══ SUPPLIED MATERIAL ══
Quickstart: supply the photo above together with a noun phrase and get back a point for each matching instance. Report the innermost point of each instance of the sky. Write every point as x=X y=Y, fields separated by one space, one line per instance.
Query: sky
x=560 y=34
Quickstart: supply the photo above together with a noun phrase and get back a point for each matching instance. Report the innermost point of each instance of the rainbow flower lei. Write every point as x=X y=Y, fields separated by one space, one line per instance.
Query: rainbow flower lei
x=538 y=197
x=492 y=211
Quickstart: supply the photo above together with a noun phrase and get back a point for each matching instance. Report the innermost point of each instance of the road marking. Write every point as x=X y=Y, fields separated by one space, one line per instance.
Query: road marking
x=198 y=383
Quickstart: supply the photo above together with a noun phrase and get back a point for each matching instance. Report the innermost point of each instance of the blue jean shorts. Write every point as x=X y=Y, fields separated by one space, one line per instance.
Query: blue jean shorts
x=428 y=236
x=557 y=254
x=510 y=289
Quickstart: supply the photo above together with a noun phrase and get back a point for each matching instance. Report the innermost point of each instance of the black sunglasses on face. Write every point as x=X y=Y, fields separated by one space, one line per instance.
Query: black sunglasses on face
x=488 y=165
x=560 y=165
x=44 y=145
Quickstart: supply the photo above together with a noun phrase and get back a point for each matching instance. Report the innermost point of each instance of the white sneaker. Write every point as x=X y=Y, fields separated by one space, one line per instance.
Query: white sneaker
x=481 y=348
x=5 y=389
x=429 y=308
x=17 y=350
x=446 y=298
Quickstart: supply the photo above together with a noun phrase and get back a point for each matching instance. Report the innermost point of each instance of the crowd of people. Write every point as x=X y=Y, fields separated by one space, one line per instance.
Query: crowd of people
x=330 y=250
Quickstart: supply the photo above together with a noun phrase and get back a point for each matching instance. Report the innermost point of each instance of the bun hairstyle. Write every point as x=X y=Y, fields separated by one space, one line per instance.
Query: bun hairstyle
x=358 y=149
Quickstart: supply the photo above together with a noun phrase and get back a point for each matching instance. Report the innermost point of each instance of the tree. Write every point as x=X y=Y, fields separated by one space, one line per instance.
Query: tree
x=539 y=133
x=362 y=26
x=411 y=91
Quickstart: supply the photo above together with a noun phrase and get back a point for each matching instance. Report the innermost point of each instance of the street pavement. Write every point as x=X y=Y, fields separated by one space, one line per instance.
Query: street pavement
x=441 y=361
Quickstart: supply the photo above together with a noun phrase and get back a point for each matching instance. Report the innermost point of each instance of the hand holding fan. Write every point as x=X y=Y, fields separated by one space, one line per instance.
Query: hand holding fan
═══
■ WORK TO COMPLETE
Write the records out again. Each one must match exactly.

■ SOLUTION TO THIS TASK
Quickstart: supply the photo above together with a noun phrase and get back a point for each matching instance. Report the innermost point of each instance of the sky. Write every point as x=X y=Y, fields separated by one space, one line per instance.
Query: sky
x=560 y=34
Quickstart: supply the photo above together with a noun phrase and get back a point for each matching instance. Report the innermost point of each instance of the rainbow flower lei. Write every point as x=X y=Y, fields separated by one space, one line per instance.
Query: rainbow flower lei
x=538 y=197
x=492 y=211
Quickstart: supply the photo above together with a noun phrase and get back a point for each matching instance. Report the innermost point of each instance of the road marking. Write every point as x=X y=Y, fields separated by one space, one line per instance.
Query: road marking
x=198 y=383
Quickstart: supply the photo above together with a noun phrase and get back a point for each matching instance. Report the innermost point of each instance of the blue jean shorts. Write every point as x=X y=Y, fields separated by one space, one line per instance.
Query: blue jean shorts
x=428 y=236
x=557 y=254
x=510 y=289
Quickstart: supply the photo above together with a noun phrase and get back a point for each matching instance. Report the innermost point of each instance of the black sunglasses on face. Write every point as x=X y=Y, fields separated by one space, one line per instance.
Query: black sunglasses on face
x=488 y=165
x=560 y=165
x=44 y=145
Quickstart: supply the photo above together with a noun phrase and get back a point for each matching instance. Report the innermost point of each instance of the white sneaker. Write every point as x=X y=Y, fields separated by one space, one line per instance.
Query: white sneaker
x=481 y=348
x=5 y=389
x=429 y=308
x=17 y=350
x=446 y=298
Quickstart: supply the photo above together with a noun phrase and get back a point for each matching instance. Report the innermost point of each instance of the crowd of people. Write every point as x=X y=Y, fields separated by one space, one line per instance.
Query: crowd of people
x=330 y=250
Quickstart: supply the photo above together with a noun phrase and get back a point for each matching instance. Report the innermost point of each instance of the bun hairstyle. Write every point as x=X y=Y, fields separated by one space, one line per instance.
Query: bun hairstyle
x=358 y=149
Quickstart: supply the photo above together with a noun phrase and get back a point for each matching instance. Report the innermost point of each instance of the tree. Write every point as x=X y=Y, fields separated by one space, one line per instance.
Query: tree
x=539 y=133
x=362 y=26
x=411 y=91
Quickstart: supply the photo above together with a noun phrase and get back a point for each matching instance. Report the innermost point of each instance of the street pavement. Write every point as x=X y=Y, fields separated by one space, one line per instance.
Query: street pavement
x=441 y=361
Quickstart: supply the photo above together with a noun phrase and get back a point for each matching instance. Report the innermost point of each instance of the hand holding fan. Write every point as x=X y=Y, fields separated by one space, one line per instance.
Query: hand holding fan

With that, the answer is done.